Given request
Could you return, word for word, the lines of data from the line with "Point to the red backpack." to the line with "x=332 y=132", including both of those lines?

Entries
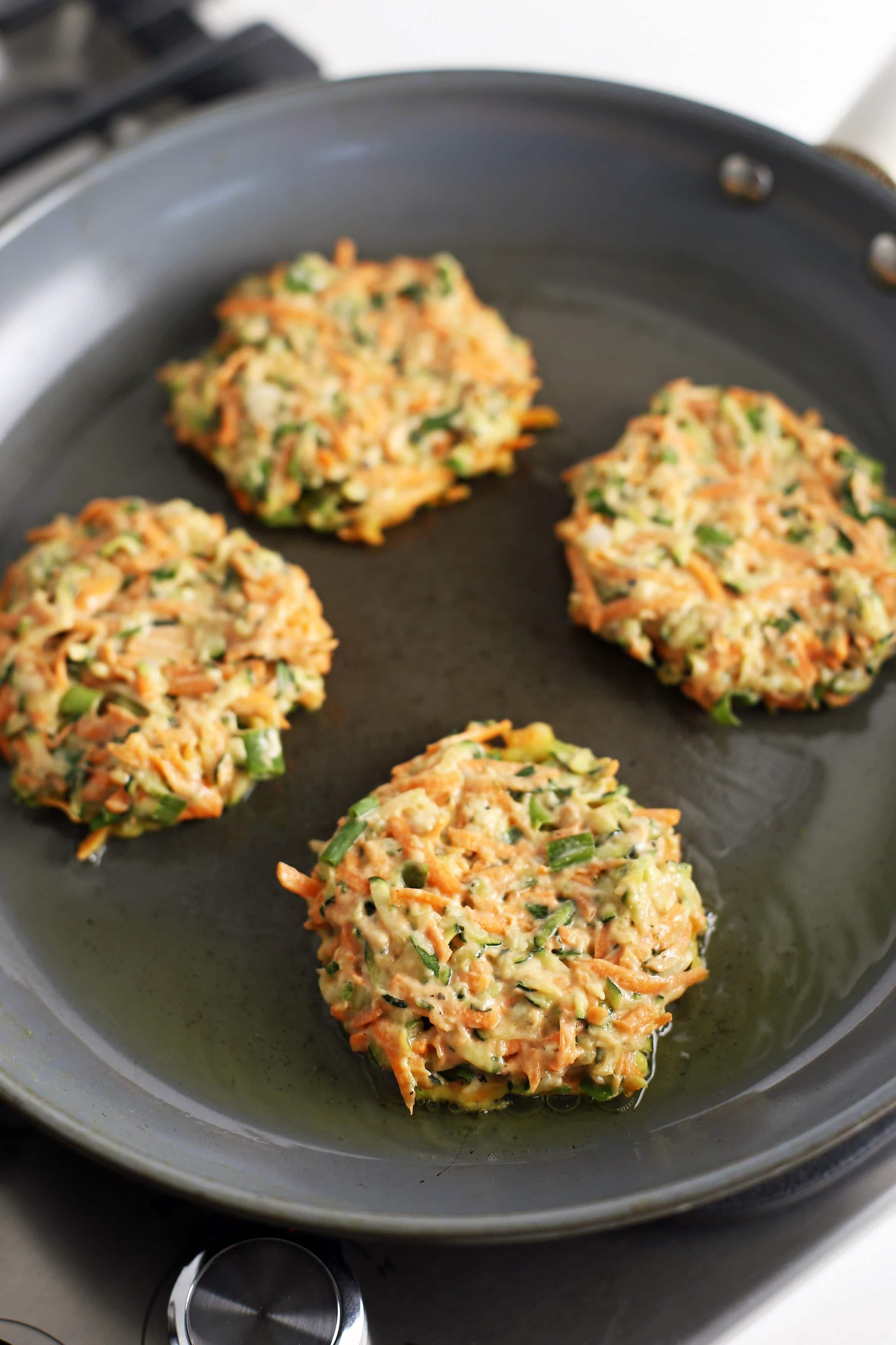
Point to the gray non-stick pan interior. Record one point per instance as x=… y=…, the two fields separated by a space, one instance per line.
x=160 y=1008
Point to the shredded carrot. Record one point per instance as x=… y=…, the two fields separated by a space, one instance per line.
x=448 y=966
x=299 y=883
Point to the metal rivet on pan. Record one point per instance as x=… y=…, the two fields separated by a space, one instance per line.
x=746 y=178
x=882 y=257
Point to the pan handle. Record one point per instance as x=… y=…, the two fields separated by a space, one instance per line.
x=867 y=133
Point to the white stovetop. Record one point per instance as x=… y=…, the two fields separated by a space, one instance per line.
x=794 y=64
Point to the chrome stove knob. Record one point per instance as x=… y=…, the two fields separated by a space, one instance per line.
x=267 y=1292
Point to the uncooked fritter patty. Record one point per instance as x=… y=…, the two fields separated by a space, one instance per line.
x=502 y=918
x=148 y=660
x=345 y=395
x=739 y=548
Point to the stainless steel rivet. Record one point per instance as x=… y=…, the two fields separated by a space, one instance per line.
x=746 y=178
x=882 y=257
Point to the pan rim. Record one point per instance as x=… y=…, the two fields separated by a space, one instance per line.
x=669 y=1199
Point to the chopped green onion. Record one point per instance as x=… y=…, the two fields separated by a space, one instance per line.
x=723 y=712
x=429 y=959
x=539 y=817
x=264 y=754
x=567 y=851
x=79 y=700
x=563 y=914
x=886 y=510
x=364 y=806
x=598 y=502
x=709 y=536
x=168 y=809
x=344 y=841
x=536 y=910
x=432 y=423
x=415 y=875
x=286 y=681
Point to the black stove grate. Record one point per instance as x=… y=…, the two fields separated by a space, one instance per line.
x=76 y=68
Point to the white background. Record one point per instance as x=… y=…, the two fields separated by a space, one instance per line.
x=794 y=64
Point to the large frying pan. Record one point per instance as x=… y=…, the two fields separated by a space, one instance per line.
x=160 y=1009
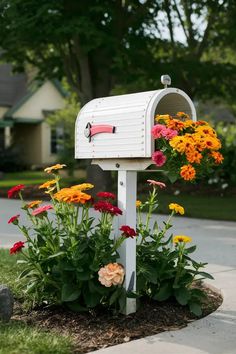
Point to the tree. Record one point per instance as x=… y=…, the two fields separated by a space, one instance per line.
x=83 y=40
x=107 y=46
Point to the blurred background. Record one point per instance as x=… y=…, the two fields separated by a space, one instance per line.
x=56 y=55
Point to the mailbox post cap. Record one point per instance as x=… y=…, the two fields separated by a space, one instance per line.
x=166 y=80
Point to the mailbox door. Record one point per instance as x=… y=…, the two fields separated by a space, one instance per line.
x=113 y=127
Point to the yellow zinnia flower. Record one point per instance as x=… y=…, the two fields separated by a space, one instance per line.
x=177 y=208
x=54 y=168
x=188 y=172
x=33 y=204
x=48 y=184
x=181 y=238
x=69 y=195
x=163 y=117
x=82 y=186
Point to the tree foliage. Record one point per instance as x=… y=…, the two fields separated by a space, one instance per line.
x=102 y=46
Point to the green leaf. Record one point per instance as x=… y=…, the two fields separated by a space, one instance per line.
x=182 y=295
x=205 y=275
x=94 y=287
x=56 y=255
x=195 y=308
x=191 y=249
x=114 y=297
x=76 y=307
x=91 y=299
x=164 y=293
x=70 y=292
x=83 y=275
x=25 y=272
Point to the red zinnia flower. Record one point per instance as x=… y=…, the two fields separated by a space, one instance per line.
x=159 y=158
x=106 y=207
x=13 y=218
x=15 y=190
x=107 y=195
x=127 y=231
x=42 y=209
x=17 y=247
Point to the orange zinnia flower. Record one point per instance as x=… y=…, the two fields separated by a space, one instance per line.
x=182 y=115
x=83 y=186
x=217 y=156
x=175 y=124
x=194 y=156
x=48 y=184
x=54 y=168
x=69 y=195
x=187 y=172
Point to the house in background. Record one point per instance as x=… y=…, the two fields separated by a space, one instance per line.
x=23 y=111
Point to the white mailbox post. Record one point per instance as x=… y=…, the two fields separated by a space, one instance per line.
x=115 y=132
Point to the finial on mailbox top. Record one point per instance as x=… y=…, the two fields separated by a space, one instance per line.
x=165 y=80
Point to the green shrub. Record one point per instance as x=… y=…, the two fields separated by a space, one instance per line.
x=164 y=266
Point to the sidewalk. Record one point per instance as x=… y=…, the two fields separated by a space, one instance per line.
x=215 y=334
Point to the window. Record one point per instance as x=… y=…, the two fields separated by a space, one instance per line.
x=57 y=137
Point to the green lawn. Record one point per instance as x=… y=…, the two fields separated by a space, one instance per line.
x=17 y=336
x=198 y=206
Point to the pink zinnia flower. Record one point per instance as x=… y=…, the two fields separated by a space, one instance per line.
x=106 y=195
x=157 y=131
x=159 y=158
x=42 y=209
x=106 y=207
x=17 y=247
x=14 y=219
x=169 y=133
x=128 y=231
x=15 y=190
x=156 y=183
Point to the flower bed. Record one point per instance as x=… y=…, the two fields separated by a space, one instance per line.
x=185 y=148
x=72 y=259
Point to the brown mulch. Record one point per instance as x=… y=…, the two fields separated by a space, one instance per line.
x=100 y=328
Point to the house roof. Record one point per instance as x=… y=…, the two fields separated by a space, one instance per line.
x=14 y=91
x=12 y=86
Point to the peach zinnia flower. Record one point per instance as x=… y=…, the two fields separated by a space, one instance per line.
x=111 y=274
x=177 y=208
x=54 y=168
x=181 y=238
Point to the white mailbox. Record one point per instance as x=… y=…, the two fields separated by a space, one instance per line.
x=120 y=126
x=116 y=133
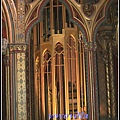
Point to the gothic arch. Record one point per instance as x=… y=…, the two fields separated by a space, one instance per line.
x=101 y=20
x=40 y=12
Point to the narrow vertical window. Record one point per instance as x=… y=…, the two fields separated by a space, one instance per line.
x=71 y=59
x=59 y=77
x=47 y=83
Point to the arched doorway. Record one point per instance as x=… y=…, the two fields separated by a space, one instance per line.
x=59 y=44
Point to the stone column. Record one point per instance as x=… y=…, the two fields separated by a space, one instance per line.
x=107 y=42
x=91 y=79
x=18 y=75
x=112 y=81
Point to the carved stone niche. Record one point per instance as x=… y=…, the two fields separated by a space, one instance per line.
x=87 y=1
x=105 y=36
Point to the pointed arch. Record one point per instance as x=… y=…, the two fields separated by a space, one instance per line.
x=102 y=20
x=40 y=12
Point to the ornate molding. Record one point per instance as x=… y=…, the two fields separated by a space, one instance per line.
x=17 y=48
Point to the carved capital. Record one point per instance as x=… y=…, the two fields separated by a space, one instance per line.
x=104 y=38
x=90 y=46
x=17 y=48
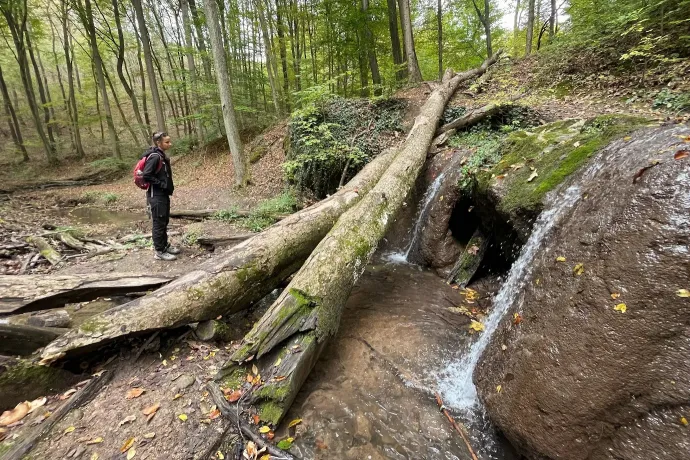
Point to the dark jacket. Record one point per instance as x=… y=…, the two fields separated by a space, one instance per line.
x=161 y=181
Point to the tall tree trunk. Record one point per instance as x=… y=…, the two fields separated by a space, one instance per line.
x=16 y=17
x=552 y=21
x=530 y=27
x=371 y=50
x=12 y=119
x=120 y=73
x=415 y=75
x=87 y=19
x=307 y=313
x=74 y=112
x=234 y=141
x=439 y=18
x=395 y=38
x=41 y=91
x=189 y=46
x=148 y=58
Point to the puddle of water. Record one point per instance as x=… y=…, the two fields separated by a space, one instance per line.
x=96 y=216
x=371 y=396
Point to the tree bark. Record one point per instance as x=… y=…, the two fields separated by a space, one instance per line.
x=148 y=59
x=415 y=75
x=23 y=294
x=530 y=27
x=395 y=38
x=307 y=313
x=245 y=274
x=236 y=151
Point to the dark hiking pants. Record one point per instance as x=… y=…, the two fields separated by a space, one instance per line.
x=160 y=215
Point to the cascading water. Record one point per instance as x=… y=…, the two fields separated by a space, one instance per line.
x=455 y=382
x=431 y=192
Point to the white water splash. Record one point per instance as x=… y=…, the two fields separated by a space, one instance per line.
x=455 y=382
x=431 y=192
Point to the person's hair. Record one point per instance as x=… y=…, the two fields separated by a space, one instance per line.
x=157 y=136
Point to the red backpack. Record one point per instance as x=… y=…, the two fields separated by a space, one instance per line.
x=139 y=172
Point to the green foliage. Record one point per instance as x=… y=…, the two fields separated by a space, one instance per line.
x=332 y=132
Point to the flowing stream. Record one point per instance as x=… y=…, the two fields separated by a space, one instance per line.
x=455 y=383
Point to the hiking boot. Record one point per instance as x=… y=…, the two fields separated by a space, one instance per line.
x=164 y=256
x=172 y=250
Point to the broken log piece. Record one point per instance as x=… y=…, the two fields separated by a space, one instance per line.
x=54 y=318
x=213 y=330
x=231 y=413
x=29 y=438
x=25 y=380
x=307 y=313
x=45 y=249
x=22 y=340
x=223 y=240
x=243 y=275
x=470 y=260
x=27 y=293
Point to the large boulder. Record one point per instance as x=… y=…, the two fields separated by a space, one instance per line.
x=599 y=366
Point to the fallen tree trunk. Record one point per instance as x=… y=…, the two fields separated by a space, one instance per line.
x=45 y=249
x=241 y=276
x=27 y=293
x=294 y=330
x=23 y=340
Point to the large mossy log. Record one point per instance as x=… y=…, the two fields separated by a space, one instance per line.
x=27 y=293
x=290 y=336
x=229 y=283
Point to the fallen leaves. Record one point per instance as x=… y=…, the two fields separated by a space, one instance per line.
x=12 y=416
x=639 y=173
x=476 y=326
x=134 y=393
x=680 y=154
x=579 y=269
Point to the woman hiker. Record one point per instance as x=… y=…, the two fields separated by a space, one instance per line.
x=158 y=174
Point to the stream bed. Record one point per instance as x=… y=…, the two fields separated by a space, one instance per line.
x=371 y=396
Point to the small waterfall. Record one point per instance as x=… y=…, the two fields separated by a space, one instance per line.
x=431 y=192
x=455 y=381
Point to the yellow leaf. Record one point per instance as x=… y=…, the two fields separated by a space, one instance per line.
x=295 y=422
x=476 y=326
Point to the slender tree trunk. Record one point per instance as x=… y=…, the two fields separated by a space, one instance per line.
x=12 y=119
x=121 y=74
x=16 y=19
x=148 y=58
x=415 y=75
x=74 y=112
x=87 y=19
x=234 y=142
x=530 y=27
x=552 y=21
x=371 y=50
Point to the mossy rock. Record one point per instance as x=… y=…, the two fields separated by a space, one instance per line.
x=24 y=380
x=536 y=161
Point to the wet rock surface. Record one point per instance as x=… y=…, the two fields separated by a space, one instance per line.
x=598 y=368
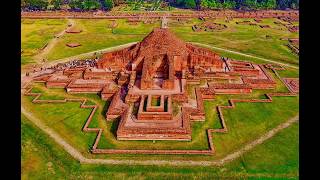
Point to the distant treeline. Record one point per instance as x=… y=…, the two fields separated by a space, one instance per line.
x=191 y=4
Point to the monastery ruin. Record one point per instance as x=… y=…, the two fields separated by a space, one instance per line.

Exercise answer
Point to the red backpack. Record one point per instance as x=… y=…, the two fields separated by a space, one instance per line.
x=139 y=172
Point to the green foliage. Record one point per instance as x=… y=…, the two fields separated by a space, one instance per line.
x=332 y=132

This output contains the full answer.